▶ [Record set]:
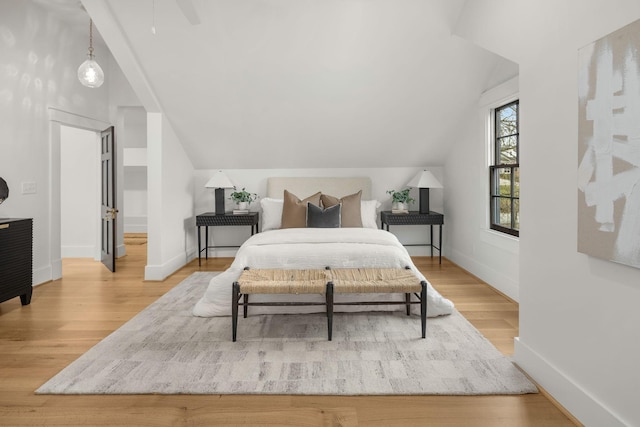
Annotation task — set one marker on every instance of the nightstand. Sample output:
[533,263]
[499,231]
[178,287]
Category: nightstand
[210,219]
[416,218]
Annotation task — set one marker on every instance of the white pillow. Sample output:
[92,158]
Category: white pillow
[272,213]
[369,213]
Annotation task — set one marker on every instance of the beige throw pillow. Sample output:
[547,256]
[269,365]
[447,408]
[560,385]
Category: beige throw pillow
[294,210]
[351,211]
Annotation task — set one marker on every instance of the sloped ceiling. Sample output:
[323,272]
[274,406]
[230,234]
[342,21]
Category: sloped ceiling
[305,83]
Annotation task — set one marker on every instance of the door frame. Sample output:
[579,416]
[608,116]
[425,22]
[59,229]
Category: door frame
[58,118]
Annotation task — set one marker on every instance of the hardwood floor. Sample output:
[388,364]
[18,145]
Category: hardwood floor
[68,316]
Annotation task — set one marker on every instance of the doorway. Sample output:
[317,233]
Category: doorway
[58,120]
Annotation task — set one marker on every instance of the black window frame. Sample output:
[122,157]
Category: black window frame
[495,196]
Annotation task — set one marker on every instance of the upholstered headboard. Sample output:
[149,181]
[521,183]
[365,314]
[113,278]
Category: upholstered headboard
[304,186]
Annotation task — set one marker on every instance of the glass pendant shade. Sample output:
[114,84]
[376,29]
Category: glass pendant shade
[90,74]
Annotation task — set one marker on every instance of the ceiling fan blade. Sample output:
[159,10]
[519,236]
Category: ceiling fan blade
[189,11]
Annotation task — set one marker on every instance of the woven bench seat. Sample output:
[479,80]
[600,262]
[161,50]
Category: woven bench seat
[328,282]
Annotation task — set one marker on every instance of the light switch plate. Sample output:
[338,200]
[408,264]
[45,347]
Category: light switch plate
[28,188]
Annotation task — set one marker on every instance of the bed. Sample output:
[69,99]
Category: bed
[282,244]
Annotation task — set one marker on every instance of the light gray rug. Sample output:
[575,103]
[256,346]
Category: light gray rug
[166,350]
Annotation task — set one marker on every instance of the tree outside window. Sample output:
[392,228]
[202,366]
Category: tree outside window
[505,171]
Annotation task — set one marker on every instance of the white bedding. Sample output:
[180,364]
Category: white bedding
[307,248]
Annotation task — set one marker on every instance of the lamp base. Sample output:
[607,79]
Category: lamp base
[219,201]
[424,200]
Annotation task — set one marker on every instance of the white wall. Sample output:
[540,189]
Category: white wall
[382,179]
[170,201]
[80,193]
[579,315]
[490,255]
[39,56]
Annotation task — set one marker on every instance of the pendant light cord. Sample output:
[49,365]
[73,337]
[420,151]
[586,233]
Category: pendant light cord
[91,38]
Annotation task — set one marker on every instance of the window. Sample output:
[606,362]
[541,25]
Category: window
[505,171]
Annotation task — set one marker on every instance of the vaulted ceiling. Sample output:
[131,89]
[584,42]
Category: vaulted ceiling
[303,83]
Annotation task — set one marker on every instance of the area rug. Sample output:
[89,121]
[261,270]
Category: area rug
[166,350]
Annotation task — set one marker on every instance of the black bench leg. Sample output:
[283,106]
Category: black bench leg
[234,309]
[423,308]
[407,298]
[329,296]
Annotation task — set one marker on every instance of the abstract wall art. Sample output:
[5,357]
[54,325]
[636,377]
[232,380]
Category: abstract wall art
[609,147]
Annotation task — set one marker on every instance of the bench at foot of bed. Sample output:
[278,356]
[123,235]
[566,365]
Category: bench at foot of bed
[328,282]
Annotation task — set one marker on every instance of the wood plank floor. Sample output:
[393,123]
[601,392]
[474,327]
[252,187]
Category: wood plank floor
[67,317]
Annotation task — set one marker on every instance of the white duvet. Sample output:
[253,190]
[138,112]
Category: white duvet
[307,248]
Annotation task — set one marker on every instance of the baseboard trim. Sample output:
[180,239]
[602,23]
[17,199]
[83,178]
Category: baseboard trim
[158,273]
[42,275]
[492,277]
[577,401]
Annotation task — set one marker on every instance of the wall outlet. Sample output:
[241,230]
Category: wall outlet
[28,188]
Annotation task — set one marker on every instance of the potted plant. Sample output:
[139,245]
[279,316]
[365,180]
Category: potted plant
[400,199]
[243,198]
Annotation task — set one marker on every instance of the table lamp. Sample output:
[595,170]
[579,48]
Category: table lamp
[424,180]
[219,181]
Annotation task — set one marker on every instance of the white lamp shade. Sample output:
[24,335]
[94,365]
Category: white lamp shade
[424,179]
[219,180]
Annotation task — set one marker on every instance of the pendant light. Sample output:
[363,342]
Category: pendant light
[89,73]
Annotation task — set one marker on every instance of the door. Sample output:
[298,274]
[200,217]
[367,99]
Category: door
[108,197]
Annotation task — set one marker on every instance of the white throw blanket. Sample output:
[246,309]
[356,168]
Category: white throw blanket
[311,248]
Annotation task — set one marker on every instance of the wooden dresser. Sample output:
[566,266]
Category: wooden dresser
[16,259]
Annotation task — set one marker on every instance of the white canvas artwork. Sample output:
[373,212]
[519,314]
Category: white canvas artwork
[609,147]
...
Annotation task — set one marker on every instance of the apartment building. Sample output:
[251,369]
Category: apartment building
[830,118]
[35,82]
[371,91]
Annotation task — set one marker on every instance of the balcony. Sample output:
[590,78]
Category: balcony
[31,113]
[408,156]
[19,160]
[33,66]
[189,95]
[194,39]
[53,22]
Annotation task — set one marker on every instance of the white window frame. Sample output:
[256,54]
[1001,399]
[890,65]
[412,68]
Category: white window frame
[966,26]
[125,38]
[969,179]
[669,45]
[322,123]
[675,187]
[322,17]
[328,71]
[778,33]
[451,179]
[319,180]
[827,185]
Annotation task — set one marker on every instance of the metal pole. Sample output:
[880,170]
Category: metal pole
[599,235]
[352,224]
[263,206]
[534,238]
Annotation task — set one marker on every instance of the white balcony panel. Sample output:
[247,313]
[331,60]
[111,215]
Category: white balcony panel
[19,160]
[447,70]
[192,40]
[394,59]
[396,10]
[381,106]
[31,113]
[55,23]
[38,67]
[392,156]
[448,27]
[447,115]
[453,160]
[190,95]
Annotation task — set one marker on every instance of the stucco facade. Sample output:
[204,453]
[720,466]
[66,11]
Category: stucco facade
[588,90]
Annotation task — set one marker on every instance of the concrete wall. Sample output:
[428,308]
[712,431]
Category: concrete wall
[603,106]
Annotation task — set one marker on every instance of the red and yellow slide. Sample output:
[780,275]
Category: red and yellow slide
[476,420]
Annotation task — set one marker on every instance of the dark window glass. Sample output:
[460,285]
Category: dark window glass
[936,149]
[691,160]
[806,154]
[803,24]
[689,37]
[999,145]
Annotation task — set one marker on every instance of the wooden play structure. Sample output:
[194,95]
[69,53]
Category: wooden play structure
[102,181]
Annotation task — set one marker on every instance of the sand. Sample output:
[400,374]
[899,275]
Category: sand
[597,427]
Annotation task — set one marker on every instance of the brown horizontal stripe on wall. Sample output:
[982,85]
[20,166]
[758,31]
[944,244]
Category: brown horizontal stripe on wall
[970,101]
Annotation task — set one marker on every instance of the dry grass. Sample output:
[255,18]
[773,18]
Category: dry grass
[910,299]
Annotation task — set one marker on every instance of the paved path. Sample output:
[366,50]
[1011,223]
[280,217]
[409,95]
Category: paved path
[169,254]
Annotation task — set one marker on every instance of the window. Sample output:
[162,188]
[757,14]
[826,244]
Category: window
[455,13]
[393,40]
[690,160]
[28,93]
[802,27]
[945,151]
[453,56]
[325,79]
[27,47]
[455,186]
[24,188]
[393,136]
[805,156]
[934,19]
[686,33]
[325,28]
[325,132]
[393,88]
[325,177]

▶ [Problem requirements]: Show every line of the items above that contains the string "glass".

▶ [Answer for the task]:
Annotation task — set one marker on every instance of the glass pendant shade. Sample output:
Category: glass pendant shade
Annotation task — set one marker on every instance of the dark window glass. Sample output:
Category: dark window glass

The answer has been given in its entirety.